*BRIEF*. Reproduce the records verbatim from their first line through the line that contains "125 57 L 121", including that line.

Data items
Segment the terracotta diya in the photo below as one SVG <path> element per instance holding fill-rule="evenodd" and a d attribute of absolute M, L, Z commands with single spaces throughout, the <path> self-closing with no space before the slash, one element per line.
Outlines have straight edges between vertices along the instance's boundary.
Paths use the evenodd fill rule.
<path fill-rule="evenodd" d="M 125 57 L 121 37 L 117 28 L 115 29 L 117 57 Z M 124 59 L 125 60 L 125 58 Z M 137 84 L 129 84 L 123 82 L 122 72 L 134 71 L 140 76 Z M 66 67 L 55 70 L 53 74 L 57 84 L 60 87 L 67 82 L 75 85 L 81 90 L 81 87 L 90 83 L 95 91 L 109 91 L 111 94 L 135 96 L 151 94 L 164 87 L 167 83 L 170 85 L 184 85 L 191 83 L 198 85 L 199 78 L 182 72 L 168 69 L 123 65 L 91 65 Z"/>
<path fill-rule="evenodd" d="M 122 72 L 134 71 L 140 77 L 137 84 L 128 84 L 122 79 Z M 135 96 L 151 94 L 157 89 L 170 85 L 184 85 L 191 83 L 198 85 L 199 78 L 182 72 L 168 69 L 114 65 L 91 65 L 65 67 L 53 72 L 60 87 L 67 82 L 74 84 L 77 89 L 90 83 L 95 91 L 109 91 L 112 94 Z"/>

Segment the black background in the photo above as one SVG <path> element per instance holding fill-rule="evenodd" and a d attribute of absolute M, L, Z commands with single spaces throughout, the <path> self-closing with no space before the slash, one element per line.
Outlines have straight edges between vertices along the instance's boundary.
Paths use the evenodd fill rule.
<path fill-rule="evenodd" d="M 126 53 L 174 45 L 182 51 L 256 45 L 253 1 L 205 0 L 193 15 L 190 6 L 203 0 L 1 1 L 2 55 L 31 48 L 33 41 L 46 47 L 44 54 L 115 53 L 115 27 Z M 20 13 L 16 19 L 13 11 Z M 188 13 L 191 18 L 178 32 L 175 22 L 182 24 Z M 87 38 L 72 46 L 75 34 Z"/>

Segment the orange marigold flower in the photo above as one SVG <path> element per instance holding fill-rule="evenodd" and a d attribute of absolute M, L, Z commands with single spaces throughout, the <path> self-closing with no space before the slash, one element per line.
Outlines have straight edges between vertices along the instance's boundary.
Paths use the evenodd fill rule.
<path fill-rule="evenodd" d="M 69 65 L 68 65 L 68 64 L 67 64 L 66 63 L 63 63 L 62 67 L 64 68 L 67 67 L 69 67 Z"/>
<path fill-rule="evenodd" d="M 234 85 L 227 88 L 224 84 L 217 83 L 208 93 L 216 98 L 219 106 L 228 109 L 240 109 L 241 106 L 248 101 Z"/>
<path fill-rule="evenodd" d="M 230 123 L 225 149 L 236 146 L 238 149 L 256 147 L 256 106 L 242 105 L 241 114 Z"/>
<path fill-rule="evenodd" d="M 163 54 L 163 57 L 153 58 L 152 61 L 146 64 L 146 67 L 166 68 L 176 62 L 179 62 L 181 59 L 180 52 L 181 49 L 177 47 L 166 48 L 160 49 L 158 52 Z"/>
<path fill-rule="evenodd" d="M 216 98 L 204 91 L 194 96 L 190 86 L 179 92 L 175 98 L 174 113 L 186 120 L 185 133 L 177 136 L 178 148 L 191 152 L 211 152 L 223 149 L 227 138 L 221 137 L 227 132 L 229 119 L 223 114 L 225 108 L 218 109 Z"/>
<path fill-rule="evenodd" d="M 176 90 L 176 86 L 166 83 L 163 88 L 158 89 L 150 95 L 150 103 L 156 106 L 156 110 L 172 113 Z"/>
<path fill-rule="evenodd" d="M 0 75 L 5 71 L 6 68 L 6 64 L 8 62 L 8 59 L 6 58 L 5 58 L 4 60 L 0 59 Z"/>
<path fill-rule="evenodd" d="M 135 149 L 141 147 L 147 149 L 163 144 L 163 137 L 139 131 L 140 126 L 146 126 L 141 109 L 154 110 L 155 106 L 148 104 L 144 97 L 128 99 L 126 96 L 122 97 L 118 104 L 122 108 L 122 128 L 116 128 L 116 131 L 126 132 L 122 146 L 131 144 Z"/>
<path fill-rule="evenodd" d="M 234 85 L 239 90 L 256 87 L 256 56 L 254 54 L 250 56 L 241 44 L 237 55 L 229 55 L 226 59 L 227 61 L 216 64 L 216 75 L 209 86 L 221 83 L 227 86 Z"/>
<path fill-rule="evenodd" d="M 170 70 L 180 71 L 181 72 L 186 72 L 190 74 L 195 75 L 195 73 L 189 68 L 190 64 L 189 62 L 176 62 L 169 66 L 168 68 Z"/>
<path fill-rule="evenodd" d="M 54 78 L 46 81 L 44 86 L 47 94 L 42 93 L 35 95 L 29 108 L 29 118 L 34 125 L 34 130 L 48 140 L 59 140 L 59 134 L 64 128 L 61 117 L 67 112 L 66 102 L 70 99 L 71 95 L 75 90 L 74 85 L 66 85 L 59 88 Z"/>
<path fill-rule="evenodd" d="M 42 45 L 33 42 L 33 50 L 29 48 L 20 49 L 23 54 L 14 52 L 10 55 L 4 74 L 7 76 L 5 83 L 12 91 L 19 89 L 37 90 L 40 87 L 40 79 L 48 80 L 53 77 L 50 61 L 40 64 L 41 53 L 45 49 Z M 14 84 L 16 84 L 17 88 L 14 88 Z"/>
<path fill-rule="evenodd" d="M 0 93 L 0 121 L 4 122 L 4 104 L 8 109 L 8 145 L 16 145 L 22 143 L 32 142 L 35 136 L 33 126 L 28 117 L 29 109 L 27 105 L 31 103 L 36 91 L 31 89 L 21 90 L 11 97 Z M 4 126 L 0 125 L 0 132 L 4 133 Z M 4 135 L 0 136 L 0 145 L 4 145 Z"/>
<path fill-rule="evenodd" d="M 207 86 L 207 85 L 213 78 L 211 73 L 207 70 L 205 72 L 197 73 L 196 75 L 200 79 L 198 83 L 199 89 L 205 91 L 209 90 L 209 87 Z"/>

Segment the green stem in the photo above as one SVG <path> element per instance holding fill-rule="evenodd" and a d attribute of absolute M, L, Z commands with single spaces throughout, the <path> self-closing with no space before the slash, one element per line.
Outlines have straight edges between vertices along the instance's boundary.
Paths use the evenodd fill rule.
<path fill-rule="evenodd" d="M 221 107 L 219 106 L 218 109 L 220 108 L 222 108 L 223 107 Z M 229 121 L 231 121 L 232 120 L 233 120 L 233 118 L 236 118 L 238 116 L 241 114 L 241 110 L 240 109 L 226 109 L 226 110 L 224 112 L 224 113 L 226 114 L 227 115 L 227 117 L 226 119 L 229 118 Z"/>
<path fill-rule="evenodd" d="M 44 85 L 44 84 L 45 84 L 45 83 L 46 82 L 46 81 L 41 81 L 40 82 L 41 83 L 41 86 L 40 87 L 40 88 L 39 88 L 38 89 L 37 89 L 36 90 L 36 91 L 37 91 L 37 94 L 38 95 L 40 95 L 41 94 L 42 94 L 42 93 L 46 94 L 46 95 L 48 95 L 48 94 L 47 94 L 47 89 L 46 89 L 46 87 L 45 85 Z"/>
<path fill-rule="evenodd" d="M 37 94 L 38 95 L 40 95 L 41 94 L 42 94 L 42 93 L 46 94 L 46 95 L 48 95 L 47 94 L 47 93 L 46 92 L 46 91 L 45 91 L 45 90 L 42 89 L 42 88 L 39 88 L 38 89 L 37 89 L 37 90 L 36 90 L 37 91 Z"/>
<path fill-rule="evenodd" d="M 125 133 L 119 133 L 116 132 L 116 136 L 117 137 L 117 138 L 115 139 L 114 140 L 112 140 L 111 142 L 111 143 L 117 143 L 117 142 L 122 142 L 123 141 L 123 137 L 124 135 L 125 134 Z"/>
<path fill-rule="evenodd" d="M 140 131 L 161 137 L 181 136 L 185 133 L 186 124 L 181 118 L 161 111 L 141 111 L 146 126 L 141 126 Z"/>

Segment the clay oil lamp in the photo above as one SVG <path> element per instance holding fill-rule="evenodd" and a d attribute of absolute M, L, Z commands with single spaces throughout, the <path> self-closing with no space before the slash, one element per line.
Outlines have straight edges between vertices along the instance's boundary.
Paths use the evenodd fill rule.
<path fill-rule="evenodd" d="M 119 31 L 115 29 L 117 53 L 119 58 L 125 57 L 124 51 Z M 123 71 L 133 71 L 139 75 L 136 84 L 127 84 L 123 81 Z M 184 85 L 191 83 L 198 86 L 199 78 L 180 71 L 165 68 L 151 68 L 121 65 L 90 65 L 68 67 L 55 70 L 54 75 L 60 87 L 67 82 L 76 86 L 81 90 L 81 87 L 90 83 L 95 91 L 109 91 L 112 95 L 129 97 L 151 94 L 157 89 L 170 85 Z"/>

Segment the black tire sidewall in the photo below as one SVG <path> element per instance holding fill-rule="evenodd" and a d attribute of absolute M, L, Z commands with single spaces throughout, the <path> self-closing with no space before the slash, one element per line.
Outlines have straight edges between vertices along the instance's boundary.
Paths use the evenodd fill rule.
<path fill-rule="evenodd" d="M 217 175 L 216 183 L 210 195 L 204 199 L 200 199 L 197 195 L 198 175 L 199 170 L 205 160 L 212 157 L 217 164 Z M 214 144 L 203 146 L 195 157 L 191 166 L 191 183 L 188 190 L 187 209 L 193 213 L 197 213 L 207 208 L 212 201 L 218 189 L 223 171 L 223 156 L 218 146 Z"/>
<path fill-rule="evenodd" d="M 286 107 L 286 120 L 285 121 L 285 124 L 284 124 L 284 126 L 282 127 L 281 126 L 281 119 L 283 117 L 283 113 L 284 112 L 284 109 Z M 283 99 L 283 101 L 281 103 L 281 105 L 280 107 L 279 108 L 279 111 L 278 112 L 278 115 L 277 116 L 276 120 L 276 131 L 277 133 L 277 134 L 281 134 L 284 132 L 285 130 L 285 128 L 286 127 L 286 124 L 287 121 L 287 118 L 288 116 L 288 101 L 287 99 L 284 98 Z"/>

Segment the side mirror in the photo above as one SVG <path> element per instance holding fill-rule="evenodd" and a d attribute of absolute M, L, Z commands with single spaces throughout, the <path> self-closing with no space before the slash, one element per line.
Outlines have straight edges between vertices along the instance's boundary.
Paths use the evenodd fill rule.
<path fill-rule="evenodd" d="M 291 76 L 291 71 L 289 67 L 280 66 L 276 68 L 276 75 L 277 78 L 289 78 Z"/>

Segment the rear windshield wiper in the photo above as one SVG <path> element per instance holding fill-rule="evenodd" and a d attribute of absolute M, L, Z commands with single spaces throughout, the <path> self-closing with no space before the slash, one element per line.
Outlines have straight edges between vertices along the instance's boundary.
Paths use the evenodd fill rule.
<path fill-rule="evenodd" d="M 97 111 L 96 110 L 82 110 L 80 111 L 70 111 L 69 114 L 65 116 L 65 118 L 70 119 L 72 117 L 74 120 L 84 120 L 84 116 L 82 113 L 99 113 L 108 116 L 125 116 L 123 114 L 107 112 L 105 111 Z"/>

*COMPLETE ANSWER*.
Segment the terracotta diya in the photo below as one SVG <path> element per instance holding fill-rule="evenodd" and a d attribute of absolute M, L, Z commands with single spaces throughout, the <path> self-closing with no space before the slash, one element per line.
Outlines have straight edges between vertices along the instance's boundary.
Paths use the evenodd fill rule.
<path fill-rule="evenodd" d="M 125 57 L 121 37 L 117 28 L 115 29 L 117 57 Z M 124 59 L 125 60 L 125 58 Z M 137 84 L 129 84 L 123 82 L 122 72 L 134 71 L 140 76 Z M 66 67 L 55 70 L 53 74 L 57 84 L 60 87 L 67 82 L 75 85 L 81 90 L 81 87 L 90 83 L 95 91 L 109 91 L 111 94 L 135 96 L 151 94 L 164 87 L 167 83 L 170 85 L 184 85 L 191 83 L 198 85 L 199 78 L 182 72 L 168 69 L 123 65 L 91 65 Z"/>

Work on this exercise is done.